> **Problem to work on**: Copy out the listing below word for word, leaving out the pictures.

> **Supplied data**:
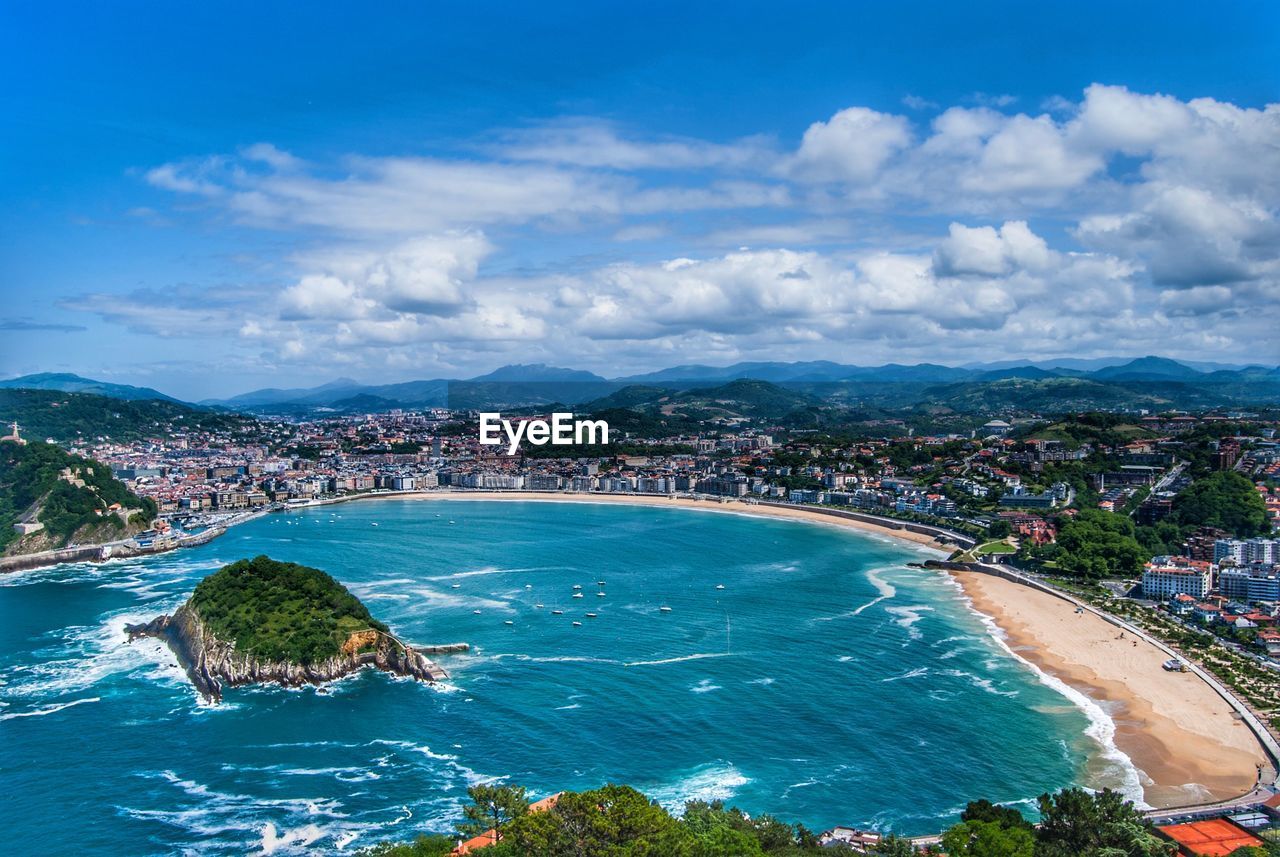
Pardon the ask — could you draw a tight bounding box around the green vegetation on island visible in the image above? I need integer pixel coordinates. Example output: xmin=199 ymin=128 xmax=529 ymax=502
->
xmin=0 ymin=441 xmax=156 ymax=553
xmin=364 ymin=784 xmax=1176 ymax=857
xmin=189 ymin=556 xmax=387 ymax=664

> **Written answer**:
Pardon the ask — could you draw a tight bounding box around the green vegetation on island visible in the image above? I need integer pixel coordinates. Example output: xmin=199 ymin=128 xmax=529 ymax=502
->
xmin=0 ymin=441 xmax=156 ymax=553
xmin=364 ymin=784 xmax=1176 ymax=857
xmin=189 ymin=556 xmax=387 ymax=664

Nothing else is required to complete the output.